**SET TASK 1**
From the post about growing long hair, pull out the passage that begins at the words "By Lisabet Sarai" and ends after "mirror these days.".
**SET TASK 2**
According to the post about growing long hair, for how long did the writer keep the hair no longer than shoulder length before letting it grow?

Start of PASSAGE

Monday, February 27, 2017

Channeling Rapunzel (#longhair #freedom #sex)

Hair poster

By Lisabet Sarai

During the past year, I’ve reclaimed a part of my identity.

After nearly a decade of keeping my hair no longer than than my shoulders, I’ve let it grow. It reaches halfway down my back now, at least when it’s wet. As it dries, it frizzes and kinks, looking far less luxuriant (and less well-groomed) but I still get a little shiver of pleasure when I look at myself in the mirror these days.

I have to admit that my newly extended locks present an incongruous contrast to my age-creased, sagging face. Senior citizens don’t normally sprout wild, hippie-like crops of hair like mine. But you know, at some level I really don’t care. That’s one solace to growing older. You start to realize you’re free to spurn conventional standards when they don’t suit you.

End of PASSAGE
Start of INFORMATION SHOWN

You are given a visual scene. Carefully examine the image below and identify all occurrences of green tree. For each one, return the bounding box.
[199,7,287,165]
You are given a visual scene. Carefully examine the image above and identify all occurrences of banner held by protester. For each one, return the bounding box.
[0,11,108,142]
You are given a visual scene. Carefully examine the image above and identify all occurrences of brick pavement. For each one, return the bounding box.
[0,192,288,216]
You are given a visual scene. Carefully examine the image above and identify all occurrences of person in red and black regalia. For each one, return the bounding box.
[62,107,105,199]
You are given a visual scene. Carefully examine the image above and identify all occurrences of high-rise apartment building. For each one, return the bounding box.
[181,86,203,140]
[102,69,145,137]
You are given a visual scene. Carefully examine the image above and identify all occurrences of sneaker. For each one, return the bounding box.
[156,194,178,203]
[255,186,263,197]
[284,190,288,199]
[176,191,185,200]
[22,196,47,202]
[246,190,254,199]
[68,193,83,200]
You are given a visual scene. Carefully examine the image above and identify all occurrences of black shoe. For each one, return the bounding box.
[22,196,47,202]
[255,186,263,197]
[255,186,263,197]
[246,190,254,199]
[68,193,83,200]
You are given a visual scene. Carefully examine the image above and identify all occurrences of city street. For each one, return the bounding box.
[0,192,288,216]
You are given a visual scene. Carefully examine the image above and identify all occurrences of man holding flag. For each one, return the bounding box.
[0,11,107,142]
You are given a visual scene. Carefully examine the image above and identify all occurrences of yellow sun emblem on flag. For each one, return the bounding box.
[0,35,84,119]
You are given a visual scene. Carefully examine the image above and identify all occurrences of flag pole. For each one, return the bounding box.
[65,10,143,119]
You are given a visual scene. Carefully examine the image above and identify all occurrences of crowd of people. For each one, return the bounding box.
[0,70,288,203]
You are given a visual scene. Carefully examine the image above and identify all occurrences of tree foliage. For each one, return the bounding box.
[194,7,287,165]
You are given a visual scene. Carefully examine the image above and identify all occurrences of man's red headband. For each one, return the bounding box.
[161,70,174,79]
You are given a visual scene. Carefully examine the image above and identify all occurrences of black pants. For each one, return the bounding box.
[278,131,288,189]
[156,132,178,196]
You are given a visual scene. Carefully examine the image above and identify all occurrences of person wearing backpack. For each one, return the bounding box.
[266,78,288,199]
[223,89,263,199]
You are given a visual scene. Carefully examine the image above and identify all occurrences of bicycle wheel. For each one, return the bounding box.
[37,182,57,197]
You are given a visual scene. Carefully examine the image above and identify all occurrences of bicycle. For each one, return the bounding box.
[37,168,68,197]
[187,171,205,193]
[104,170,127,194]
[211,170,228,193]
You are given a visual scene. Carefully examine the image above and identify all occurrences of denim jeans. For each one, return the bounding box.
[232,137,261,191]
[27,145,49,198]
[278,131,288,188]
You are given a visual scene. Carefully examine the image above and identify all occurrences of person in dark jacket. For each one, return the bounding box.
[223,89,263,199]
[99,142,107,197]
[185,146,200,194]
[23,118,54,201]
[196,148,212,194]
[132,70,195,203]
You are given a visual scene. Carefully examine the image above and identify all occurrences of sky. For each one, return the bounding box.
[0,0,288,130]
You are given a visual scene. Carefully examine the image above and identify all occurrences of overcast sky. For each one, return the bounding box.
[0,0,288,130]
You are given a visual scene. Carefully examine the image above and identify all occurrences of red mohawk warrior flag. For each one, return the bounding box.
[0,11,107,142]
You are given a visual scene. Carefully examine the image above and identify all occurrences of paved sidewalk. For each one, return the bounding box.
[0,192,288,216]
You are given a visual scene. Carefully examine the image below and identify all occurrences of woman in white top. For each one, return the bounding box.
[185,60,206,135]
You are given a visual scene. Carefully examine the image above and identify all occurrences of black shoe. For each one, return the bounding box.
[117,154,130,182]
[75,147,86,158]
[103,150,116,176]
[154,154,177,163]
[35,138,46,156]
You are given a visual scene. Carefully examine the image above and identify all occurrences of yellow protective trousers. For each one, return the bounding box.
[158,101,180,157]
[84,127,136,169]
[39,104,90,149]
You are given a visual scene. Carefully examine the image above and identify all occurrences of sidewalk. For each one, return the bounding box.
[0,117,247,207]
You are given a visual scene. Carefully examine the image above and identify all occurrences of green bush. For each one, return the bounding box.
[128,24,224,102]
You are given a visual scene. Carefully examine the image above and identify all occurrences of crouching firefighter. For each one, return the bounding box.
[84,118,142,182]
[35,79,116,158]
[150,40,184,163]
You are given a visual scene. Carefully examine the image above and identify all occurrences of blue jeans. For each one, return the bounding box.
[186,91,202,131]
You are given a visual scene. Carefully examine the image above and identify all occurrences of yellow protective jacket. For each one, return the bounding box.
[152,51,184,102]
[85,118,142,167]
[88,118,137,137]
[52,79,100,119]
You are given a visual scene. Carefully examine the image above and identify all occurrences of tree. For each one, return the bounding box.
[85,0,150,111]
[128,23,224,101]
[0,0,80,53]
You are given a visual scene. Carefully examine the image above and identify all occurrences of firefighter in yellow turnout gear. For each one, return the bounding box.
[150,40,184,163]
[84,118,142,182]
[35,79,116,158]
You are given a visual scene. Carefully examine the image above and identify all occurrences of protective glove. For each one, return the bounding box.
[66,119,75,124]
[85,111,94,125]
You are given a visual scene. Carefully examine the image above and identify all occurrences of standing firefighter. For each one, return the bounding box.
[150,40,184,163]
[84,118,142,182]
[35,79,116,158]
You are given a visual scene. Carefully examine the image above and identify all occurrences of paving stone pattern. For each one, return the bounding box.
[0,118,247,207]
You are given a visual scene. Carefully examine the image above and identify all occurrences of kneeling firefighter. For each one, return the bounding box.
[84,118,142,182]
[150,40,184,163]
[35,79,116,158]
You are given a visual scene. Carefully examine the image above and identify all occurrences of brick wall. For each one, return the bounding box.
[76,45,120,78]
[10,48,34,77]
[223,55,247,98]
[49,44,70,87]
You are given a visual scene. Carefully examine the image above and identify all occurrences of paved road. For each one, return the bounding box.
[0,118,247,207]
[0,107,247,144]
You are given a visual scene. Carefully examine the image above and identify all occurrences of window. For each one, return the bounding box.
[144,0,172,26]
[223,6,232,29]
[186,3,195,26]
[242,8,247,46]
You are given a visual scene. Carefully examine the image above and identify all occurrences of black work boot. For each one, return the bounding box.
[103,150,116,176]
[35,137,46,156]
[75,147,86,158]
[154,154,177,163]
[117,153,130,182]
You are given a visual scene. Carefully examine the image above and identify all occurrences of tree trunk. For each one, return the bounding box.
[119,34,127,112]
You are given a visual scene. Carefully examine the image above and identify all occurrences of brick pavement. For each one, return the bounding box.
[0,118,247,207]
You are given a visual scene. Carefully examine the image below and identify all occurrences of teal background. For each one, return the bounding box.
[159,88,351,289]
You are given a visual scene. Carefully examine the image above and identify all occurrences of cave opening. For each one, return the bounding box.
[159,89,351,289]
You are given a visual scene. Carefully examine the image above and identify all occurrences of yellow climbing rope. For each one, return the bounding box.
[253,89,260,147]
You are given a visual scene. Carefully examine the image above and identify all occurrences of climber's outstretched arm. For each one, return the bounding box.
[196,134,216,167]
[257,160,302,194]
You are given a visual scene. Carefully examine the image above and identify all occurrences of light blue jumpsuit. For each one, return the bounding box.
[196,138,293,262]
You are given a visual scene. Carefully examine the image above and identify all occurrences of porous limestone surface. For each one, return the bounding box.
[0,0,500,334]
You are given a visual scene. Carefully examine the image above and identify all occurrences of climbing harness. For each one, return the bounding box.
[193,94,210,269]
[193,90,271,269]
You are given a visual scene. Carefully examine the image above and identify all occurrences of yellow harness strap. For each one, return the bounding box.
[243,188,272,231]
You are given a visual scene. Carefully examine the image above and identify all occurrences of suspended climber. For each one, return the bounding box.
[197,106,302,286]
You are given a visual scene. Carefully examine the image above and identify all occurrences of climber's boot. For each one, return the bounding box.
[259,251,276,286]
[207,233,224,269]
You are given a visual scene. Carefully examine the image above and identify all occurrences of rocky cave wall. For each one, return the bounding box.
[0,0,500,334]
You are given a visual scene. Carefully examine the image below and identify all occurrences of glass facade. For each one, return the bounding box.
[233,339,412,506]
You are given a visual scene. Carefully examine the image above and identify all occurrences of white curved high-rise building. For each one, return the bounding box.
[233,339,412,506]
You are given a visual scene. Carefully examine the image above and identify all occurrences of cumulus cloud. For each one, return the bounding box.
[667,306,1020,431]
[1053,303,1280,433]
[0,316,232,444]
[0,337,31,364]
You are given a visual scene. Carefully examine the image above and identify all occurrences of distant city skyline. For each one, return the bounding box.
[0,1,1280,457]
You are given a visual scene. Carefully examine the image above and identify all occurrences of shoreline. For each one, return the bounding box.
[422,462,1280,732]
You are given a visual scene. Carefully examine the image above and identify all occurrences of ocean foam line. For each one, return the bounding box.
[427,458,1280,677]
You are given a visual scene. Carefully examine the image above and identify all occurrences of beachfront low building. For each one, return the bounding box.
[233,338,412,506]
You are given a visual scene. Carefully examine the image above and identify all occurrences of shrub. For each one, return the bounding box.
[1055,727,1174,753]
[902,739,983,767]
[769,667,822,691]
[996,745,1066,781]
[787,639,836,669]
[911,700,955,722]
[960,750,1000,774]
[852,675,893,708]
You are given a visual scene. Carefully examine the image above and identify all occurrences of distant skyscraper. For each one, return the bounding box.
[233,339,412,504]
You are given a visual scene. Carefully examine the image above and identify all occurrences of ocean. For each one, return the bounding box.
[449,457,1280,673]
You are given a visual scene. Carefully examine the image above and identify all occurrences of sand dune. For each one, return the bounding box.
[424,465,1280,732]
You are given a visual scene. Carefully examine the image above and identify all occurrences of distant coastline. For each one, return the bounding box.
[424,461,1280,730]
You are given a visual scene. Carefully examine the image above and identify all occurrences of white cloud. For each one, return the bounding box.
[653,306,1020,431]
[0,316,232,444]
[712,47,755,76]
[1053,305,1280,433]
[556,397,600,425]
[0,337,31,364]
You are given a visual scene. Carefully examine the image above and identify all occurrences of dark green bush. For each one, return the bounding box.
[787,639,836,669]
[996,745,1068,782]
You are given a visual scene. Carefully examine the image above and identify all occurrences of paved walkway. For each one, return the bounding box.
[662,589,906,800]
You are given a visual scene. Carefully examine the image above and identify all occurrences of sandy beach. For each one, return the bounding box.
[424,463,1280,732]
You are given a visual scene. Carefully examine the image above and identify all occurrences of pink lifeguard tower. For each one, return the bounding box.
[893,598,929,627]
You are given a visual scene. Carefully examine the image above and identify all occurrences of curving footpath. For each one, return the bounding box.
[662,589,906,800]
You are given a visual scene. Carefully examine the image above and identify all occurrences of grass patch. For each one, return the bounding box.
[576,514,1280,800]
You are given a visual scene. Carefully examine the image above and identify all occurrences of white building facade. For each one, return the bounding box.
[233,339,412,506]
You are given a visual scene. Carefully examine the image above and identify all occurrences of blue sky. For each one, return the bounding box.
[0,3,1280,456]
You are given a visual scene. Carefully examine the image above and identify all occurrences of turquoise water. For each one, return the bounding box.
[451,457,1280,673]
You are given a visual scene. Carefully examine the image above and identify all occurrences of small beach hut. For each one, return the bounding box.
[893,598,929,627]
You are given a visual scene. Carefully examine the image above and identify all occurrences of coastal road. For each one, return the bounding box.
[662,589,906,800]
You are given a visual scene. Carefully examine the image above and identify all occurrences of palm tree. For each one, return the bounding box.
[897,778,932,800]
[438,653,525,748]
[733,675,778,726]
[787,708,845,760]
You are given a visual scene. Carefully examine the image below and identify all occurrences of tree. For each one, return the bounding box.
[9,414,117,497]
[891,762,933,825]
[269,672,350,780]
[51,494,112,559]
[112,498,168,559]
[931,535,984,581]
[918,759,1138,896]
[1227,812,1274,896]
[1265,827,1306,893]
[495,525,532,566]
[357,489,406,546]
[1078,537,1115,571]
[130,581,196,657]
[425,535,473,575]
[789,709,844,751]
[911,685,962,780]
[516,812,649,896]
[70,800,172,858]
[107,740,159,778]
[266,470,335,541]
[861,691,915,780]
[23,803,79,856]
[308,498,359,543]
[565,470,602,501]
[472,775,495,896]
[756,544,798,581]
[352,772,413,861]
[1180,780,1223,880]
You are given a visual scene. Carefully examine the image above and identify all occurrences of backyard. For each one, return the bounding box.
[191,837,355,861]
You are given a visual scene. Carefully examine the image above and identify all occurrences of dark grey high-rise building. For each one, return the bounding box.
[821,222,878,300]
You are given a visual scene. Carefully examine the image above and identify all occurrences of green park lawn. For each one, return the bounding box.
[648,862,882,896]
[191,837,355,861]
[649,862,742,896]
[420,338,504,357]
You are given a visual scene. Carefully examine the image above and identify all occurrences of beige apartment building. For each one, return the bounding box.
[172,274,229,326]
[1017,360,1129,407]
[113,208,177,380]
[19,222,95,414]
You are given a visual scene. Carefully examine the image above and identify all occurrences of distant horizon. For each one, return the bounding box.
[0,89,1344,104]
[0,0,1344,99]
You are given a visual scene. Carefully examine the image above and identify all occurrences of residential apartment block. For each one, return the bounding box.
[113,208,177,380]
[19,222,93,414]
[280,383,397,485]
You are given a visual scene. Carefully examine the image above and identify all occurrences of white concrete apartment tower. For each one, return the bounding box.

End of INFORMATION SHOWN

**TASK SOLUTION 1**
By Lisabet Sarai

During the past year, I’ve reclaimed a part of my identity.

After nearly a decade of keeping my hair no longer than than my shoulders, I’ve let it grow. It reaches halfway down my back now, at least when it’s wet. As it dries, it frizzes and kinks, looking far less luxuriant (and less well-groomed) but I still get a little shiver of pleasure when I look at myself in the mirror these days.

**TASK SOLUTION 2**
Nearly a decade.